══ Source text ══

Case Study
•Designing a Fault-Tolerant Multi-Dialing System for AI-Driven Voice Calls
Designing a Fault-Tolerant Multi-Dialing System for AI-Driven Voice Calls
Designing and implementing a low-latency, fault-tolerant multi-dialing system that orchestrated AI and human-assisted outbound and inbound calls at scale.
Context & Problem
AI Calls was built to automate outbound cold calls and handle inbound customer calls using AI. Users could upload leads via Excel or connect their CRM, configure AI agents, and launch calling campaigns where multiple phone numbers dialed leads in parallel. While calling a single number was straightforward, coordinating multiple numbers, campaigns, and AI conversations in real time introduced significant system design challenges.
The core challenge was multi-dialing orchestration under real-world constraints. A single user could assign up to four phone numbers to a campaign, and each lead could have multiple phone numbers. The system had to ensure that:
- A lead is never called more than once at the same time
- A phone number never dials a lead already being contacted by another number
- When one call connects, all parallel calls are immediately cancelled
- Campaigns can be paused and resumed without losing progress
- Server crashes or restarts do not cause duplicate calls or infinite loops
At peak usage, campaigns ran in parallel across accounts, handling thousands of calls per day. Any inconsistency in state management could result in duplicate calls, dropped leads, or stalled campaigns, making correctness and fault tolerance more important than raw throughput.
Key Engineering Decisions
Worker–Task Based Dialing Algorithm
I modeled each phone number as a worker and each call attempt as a task. When a campaign started, workers were created for each number and tasks were generated for each lead–number combination. Tasks were assigned in groups so that all parallel calls for a single lead were coordinated, while already-assigned tasks were skipped during scheduling. This ensured no lead or number was ever double-booked.

═══

- Directions -
1. In the case study, how many phone numbers could a single user assign to a campaign?
2. Please copy, word for word, the part of the case study that opens with "Key Engineering Decisions" and closes with "was ever double-booked.".

══ Provided data ══

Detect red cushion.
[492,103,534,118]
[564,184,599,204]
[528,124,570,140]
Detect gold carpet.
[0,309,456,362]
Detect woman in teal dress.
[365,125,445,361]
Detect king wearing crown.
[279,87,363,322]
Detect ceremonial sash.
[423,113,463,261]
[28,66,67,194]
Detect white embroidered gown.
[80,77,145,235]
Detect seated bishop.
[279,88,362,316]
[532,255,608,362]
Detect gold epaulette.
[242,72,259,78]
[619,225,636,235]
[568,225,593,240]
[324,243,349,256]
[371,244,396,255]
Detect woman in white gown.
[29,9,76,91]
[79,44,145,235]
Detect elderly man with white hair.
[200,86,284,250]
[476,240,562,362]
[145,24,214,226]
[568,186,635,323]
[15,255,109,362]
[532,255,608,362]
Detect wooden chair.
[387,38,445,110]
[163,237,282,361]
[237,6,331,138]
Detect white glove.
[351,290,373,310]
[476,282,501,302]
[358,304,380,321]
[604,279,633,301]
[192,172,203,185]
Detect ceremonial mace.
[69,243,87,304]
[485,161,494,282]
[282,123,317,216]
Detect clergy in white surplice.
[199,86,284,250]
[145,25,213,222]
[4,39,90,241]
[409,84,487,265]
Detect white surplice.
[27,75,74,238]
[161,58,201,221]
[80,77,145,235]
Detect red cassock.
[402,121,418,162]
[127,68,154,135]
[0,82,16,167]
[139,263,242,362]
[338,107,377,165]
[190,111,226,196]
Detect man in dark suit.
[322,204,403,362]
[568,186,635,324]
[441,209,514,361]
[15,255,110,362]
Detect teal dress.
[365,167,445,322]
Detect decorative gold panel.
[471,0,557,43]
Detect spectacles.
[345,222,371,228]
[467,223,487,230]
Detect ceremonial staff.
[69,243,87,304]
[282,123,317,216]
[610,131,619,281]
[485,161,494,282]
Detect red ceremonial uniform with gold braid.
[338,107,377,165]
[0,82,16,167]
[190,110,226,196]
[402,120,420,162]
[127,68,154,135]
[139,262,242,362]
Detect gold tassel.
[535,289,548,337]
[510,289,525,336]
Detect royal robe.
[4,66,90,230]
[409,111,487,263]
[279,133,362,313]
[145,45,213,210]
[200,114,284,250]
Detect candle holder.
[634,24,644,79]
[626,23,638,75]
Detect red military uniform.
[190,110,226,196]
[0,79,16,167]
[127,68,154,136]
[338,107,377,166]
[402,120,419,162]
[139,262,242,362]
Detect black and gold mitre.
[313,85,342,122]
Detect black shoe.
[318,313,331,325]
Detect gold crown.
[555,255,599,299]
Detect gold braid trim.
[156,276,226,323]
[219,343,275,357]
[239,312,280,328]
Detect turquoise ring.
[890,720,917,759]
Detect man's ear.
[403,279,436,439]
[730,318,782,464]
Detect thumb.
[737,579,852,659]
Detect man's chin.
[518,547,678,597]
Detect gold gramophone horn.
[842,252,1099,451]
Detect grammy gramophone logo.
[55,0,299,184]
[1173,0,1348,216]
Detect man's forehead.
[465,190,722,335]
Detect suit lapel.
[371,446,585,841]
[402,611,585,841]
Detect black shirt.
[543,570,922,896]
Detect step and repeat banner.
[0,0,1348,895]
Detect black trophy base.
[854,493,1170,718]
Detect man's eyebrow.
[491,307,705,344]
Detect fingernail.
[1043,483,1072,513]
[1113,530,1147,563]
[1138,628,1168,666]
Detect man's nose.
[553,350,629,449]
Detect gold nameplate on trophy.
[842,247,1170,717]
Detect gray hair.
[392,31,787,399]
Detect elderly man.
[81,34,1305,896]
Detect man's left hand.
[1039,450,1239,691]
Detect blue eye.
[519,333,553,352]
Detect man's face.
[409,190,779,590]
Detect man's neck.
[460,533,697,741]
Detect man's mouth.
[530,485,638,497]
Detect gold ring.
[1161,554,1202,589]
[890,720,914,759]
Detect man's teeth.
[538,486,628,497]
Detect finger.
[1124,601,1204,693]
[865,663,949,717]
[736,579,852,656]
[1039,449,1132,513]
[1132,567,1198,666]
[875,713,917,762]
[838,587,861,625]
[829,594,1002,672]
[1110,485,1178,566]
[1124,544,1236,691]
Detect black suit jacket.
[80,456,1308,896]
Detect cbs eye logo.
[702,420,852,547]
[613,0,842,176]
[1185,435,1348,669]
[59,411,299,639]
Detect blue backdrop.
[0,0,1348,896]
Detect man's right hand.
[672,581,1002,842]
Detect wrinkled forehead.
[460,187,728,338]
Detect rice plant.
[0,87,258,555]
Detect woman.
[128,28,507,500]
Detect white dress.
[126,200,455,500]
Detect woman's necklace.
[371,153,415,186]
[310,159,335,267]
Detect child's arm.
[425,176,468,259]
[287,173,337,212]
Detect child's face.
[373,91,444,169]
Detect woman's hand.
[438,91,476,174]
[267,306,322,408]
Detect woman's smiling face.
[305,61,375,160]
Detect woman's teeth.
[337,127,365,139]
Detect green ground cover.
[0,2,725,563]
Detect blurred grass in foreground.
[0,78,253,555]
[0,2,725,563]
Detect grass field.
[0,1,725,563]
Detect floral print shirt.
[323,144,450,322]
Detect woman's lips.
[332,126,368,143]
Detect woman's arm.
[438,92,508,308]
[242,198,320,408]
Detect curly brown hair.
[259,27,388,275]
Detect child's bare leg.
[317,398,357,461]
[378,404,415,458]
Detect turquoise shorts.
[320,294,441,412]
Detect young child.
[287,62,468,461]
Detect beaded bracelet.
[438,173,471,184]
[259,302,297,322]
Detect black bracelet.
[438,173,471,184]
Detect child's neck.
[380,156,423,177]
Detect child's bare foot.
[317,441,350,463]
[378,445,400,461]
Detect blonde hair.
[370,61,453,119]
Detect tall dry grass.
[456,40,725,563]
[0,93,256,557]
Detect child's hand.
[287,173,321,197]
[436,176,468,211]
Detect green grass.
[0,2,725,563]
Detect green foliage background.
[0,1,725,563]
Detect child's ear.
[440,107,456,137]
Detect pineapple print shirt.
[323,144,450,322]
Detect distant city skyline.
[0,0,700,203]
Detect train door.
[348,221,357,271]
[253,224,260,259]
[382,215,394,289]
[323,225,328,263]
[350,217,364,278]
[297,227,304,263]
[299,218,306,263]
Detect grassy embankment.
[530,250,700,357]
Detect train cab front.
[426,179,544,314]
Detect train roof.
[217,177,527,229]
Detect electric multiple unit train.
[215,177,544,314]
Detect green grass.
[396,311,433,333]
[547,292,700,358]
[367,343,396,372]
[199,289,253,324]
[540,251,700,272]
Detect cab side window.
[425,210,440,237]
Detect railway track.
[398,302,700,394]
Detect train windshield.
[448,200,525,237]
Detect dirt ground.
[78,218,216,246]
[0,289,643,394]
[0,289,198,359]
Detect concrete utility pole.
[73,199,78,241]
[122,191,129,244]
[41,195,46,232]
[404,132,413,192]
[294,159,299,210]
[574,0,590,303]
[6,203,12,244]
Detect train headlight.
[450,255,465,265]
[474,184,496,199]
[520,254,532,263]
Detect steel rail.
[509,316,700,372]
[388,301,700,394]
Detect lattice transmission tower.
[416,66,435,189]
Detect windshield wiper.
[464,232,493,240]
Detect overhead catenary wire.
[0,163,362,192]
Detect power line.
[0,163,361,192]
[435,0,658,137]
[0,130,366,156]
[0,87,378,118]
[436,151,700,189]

═══

- Expected results -
1. Up to four.

2.
Key Engineering Decisions
Worker–Task Based Dialing Algorithm
I modeled each phone number as a worker and each call attempt as a task. When a campaign started, workers were created for each number and tasks were generated for each lead–number combination. Tasks were assigned in groups so that all parallel calls for a single lead were coordinated, while already-assigned tasks were skipped during scheduling. This ensured no lead or number was ever double-booked.